(DIRECTIVE) Transcribe all of the records precisely as they are presented.

-=-=-=-=-

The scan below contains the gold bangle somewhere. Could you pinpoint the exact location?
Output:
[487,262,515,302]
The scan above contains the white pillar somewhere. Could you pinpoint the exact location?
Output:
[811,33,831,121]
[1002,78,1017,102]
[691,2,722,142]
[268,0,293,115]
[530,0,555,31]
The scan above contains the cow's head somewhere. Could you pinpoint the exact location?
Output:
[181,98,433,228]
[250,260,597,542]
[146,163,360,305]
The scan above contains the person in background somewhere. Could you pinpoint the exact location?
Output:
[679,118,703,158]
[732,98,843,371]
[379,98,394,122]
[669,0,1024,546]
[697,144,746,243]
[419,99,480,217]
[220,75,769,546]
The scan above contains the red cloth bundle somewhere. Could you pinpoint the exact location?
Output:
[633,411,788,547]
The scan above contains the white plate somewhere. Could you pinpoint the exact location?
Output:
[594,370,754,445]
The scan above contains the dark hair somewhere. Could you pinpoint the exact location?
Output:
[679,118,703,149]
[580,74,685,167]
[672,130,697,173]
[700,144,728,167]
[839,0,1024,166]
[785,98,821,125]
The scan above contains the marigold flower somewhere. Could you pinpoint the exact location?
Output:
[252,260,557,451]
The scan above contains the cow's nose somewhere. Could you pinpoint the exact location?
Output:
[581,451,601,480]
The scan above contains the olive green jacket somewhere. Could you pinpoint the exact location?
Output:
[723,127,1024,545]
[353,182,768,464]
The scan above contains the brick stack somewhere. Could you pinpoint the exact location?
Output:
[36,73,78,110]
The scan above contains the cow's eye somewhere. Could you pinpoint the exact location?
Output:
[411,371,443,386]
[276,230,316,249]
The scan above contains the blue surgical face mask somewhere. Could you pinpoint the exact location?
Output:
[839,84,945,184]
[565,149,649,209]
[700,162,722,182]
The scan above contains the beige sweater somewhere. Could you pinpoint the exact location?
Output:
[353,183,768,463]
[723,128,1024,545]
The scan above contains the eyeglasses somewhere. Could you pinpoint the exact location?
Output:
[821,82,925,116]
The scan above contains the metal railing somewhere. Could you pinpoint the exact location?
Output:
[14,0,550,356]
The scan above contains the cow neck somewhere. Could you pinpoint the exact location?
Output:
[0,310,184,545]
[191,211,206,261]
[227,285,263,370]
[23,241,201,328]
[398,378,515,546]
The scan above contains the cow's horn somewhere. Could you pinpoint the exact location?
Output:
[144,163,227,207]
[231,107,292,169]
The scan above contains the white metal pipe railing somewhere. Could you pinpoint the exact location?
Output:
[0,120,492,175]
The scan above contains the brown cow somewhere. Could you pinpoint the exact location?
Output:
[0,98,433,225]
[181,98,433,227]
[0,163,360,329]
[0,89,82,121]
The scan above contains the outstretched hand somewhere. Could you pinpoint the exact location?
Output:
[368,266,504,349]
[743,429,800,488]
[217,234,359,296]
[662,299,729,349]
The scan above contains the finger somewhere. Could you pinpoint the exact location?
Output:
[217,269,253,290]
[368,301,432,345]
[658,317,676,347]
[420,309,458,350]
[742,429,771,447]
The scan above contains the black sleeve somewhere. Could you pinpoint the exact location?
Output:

-=-=-=-=-

(RESPONSE FOR THIS EXERCISE)
The scan below contains the gold bangle somewhere. Could you pinpoint the exact location?
Output:
[487,262,515,302]
The scan above contains the white pillar somewhere. Could you pinpoint the exact location?
Output:
[811,33,831,121]
[1002,78,1017,102]
[691,2,722,142]
[268,0,293,115]
[530,0,555,31]
The scan above contains the cow's head somewhere. Could you pinpoint the exact location?
Output:
[181,98,433,228]
[250,260,597,542]
[146,163,360,305]
The scan above contains the person in background somewhere. Could you pinpoint the exact location?
Output:
[679,118,703,158]
[732,98,843,371]
[379,98,394,122]
[669,0,1024,546]
[697,144,746,243]
[419,99,480,217]
[220,75,769,546]
The scan above contains the red cloth bundle somewhere. Could you pinpoint the exact location?
Output:
[633,411,788,547]
The scan above contains the white plate somewhere. Could you pinpoint the exact location?
Output:
[594,370,754,445]
The scan above contains the dark hair somewhere. Could you pinpoint the exact location?
Output:
[679,118,703,149]
[580,74,685,167]
[672,130,697,173]
[700,144,728,167]
[839,0,1024,166]
[785,98,821,125]
The scan above contains the marigold flower somewhere. Could you pinpoint the exact location?
Output:
[252,260,557,451]
The scan above contains the cow's nose somewhere. Could you pinpoint the exact location?
Output:
[581,451,601,480]
The scan above contains the olive green jacket somewhere. Could you pinpoint the exact location?
Output:
[723,127,1024,545]
[353,182,768,464]
The scan above contains the brick stack somewhere. Could you pinpoint the exact location?
Output:
[36,73,78,110]
The scan above contains the cow's eye somewhere. Could you pinpoint the exact location?
Output:
[411,371,443,386]
[276,230,316,249]
The scan above contains the blue surgical face mask somewhere. Could you pinpoint the exact location?
Output:
[839,84,945,184]
[565,149,649,209]
[700,162,722,182]
The scan above contains the beige sweater somewhere. Could you pinpoint the exact location?
Output:
[353,183,768,463]
[723,128,1024,545]
The scan above contains the eyeglasses somewhere. Could you pinpoint the exact location?
Output:
[821,82,925,116]
The scan above contains the metal railing somewhere. Could you pinpoint the exact location?
Output:
[14,0,550,356]
The scan above contains the cow neck somewhere. Could you pinpoint the exact location?
Output:
[0,310,184,545]
[191,211,206,261]
[227,285,263,370]
[23,241,201,328]
[398,378,515,546]
The scan above contains the cow's horn somewhere. Could you pinpoint the exact location?
Output:
[144,163,227,207]
[231,107,292,169]
The scan above contains the white metal pipe railing somewhere. Could you pinpoint the exact location?
Output:
[0,120,492,175]
The scan above contains the brown cow somewhere. Could you pinpoint the exact location?
Output:
[0,98,433,225]
[181,98,433,227]
[0,163,360,329]
[0,89,82,121]
The scan above contains the outstretched hand somewhere. Could you pinpoint the exact location?
Output:
[368,266,504,349]
[743,429,800,488]
[217,234,359,296]
[662,299,729,349]
The scan above contains the finger somewhere. Could you pinpoint the exact location?
Output:
[217,269,253,290]
[368,301,432,345]
[658,317,676,347]
[420,309,458,350]
[742,429,771,447]
The scan above contains the black sleeve somewhere. Could you pinpoint the exact location?
Output:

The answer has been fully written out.